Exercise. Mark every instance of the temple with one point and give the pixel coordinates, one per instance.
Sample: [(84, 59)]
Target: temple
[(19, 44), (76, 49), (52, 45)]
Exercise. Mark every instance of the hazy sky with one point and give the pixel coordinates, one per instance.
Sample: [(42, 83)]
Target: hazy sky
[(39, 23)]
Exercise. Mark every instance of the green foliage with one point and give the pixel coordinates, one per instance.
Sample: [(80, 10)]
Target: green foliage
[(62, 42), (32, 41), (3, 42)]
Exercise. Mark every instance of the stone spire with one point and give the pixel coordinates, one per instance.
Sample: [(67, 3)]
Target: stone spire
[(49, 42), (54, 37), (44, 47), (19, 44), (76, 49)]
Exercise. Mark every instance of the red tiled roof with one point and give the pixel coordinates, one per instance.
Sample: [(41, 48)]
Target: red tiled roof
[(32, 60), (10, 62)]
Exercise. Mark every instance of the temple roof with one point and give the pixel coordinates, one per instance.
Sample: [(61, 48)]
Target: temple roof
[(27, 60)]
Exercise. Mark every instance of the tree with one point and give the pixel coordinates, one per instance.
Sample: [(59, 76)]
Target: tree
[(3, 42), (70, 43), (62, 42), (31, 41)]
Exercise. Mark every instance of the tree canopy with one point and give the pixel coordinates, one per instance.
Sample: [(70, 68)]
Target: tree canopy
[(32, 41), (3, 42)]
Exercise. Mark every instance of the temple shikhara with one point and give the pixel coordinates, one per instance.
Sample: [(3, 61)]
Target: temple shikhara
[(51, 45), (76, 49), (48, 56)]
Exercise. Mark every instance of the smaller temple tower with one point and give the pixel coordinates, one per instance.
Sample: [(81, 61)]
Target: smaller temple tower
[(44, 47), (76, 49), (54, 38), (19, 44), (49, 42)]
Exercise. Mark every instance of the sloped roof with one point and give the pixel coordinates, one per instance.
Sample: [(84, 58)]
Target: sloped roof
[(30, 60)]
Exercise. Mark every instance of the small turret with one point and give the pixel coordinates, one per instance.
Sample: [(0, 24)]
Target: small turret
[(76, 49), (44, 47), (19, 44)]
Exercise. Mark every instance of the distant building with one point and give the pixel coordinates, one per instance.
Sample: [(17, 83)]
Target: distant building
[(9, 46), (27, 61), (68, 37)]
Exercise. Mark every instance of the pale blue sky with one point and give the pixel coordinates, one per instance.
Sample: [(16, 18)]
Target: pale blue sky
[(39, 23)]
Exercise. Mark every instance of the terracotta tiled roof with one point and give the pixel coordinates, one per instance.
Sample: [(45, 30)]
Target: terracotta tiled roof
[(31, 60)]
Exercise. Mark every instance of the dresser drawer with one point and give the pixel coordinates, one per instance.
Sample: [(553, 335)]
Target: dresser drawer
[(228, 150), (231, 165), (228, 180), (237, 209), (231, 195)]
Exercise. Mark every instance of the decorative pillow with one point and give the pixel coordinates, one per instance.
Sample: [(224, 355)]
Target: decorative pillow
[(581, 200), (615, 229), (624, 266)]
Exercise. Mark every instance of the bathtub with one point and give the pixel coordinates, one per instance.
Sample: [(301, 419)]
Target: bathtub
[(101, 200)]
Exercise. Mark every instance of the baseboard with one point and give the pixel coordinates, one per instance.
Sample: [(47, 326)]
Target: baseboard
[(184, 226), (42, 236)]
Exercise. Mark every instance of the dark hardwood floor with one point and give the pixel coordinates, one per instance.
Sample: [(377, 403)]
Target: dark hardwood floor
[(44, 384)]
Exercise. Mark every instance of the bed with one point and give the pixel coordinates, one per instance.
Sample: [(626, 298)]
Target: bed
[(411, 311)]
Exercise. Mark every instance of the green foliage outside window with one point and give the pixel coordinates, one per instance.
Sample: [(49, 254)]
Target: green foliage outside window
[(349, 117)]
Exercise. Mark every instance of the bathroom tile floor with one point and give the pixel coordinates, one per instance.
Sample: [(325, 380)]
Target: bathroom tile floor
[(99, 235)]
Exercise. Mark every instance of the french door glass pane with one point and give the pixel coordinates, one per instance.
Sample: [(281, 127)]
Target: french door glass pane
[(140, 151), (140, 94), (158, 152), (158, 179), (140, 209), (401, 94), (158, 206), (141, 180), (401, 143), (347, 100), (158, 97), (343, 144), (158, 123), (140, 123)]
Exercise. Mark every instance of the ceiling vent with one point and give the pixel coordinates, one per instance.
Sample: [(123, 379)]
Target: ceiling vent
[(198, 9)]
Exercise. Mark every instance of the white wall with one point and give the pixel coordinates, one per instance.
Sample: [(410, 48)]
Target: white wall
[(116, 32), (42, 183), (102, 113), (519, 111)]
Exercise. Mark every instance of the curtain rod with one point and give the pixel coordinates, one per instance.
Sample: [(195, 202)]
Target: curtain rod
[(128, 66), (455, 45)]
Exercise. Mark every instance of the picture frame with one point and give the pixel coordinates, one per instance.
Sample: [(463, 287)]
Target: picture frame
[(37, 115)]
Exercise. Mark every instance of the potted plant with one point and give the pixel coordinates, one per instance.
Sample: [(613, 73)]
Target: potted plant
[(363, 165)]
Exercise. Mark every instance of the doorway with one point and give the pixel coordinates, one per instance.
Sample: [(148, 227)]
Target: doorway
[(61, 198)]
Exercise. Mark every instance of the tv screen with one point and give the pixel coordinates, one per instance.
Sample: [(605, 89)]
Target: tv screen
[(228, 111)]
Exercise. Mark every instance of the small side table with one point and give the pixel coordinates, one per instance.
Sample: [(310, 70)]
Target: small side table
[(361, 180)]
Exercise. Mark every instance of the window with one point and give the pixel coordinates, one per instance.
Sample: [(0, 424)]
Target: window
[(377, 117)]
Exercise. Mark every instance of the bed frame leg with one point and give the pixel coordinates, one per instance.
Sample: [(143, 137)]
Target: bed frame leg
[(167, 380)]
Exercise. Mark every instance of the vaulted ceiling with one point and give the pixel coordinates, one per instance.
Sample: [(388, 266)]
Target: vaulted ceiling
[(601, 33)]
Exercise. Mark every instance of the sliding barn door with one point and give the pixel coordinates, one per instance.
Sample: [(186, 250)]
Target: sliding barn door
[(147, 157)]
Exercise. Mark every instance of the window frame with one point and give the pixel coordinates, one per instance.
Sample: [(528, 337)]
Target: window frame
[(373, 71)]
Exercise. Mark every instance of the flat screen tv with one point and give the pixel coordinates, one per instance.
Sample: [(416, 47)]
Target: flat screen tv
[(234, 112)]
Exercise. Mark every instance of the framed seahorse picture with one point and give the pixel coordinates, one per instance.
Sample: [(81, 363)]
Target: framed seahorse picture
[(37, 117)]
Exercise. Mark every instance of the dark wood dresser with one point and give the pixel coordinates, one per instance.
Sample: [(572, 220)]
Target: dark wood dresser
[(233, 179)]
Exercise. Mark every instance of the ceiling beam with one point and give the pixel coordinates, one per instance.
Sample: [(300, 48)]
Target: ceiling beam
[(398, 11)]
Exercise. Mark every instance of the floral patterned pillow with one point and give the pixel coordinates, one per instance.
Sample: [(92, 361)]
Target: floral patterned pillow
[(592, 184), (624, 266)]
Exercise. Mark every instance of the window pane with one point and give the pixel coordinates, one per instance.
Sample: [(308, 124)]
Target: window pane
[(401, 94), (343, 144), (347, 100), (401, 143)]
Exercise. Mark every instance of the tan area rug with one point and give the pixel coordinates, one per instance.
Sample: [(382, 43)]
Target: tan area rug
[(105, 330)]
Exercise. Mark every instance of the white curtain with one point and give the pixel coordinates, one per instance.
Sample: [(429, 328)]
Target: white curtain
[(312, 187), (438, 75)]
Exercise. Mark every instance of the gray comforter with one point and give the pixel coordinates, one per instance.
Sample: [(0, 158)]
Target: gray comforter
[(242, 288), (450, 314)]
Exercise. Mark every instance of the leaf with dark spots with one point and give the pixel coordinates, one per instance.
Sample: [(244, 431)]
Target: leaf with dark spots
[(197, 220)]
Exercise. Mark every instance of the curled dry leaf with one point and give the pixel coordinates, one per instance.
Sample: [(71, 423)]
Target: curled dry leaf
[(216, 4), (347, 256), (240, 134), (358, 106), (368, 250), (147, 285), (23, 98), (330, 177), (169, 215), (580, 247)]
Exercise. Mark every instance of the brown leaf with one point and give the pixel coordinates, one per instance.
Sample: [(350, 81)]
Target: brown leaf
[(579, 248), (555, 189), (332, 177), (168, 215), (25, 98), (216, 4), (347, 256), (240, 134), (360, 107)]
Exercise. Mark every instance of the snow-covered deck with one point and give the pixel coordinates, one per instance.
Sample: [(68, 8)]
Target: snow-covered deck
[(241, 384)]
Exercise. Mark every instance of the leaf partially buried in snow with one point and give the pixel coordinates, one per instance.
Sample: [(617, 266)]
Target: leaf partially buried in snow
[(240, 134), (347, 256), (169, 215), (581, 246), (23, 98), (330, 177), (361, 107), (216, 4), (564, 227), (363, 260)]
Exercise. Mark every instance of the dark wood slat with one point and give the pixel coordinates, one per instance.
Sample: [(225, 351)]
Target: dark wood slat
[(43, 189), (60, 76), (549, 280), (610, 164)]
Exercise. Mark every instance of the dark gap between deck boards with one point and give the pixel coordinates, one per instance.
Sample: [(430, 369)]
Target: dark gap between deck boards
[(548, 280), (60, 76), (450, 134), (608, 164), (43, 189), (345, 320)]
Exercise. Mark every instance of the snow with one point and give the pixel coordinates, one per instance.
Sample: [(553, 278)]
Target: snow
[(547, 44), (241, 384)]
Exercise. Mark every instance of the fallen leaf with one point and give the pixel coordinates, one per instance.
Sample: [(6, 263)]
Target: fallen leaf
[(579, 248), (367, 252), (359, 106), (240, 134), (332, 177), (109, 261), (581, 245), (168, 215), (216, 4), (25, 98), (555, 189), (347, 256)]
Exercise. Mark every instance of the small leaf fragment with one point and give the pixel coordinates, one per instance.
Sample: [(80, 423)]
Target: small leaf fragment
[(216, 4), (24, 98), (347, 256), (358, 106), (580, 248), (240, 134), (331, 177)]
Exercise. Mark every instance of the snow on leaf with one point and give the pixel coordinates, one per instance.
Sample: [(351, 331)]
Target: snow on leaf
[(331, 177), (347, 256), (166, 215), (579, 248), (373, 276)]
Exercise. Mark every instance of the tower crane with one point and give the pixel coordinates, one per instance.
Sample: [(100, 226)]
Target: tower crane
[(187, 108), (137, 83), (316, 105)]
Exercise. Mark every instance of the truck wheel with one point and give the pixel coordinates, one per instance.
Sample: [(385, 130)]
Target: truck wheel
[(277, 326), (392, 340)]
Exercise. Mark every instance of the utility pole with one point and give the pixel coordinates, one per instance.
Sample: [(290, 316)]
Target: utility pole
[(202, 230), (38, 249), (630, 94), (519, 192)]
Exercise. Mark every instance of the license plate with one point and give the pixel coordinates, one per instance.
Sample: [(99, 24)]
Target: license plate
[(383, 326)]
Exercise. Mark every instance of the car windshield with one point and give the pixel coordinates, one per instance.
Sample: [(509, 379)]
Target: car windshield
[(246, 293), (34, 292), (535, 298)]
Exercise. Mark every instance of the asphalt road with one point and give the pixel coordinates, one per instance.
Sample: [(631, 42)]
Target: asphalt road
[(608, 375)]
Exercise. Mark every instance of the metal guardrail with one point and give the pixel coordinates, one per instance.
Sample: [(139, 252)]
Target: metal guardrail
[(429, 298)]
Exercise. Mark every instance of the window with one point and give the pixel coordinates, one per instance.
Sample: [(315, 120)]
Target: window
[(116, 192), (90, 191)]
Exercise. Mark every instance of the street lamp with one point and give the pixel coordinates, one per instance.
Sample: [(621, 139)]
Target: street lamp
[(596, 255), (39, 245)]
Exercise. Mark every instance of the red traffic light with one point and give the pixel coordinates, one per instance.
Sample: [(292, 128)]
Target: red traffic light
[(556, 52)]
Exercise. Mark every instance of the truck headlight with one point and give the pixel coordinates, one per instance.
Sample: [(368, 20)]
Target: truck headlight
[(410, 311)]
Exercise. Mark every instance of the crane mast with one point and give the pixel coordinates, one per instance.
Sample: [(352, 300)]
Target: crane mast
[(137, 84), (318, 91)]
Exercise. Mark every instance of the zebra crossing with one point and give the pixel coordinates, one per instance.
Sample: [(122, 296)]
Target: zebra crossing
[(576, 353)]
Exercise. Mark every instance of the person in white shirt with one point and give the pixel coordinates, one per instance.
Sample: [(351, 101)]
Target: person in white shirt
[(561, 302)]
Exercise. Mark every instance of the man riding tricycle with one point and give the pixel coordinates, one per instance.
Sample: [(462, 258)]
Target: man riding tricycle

· · · · · · ·

Copy the records word for word, starting at the first line and ending at the line that contains "[(49, 42), (54, 37), (44, 47), (19, 44), (76, 49)]", both of these lines included.

*Exercise solution:*
Exercise. Mark every instance of the temple with one point and give the pixel coordinates, one per instance.
Sample: [(84, 59)]
Target: temple
[(19, 44), (76, 49), (52, 45)]
Exercise. Mark every instance of the hazy sky with one point and give the pixel coordinates, one per instance.
Sample: [(42, 83)]
Target: hazy sky
[(39, 23)]
Exercise. Mark every instance of the green foliage with one point and give the pixel coordinates, one per instance.
Sample: [(80, 10)]
Target: green foliage
[(62, 42), (32, 41), (3, 42)]
Exercise. Mark every instance of the stone spire with one point and give the pixel coordinates, one per instance.
Sample: [(67, 3)]
Target: stone spire
[(49, 42), (54, 37), (44, 47), (19, 44), (76, 49)]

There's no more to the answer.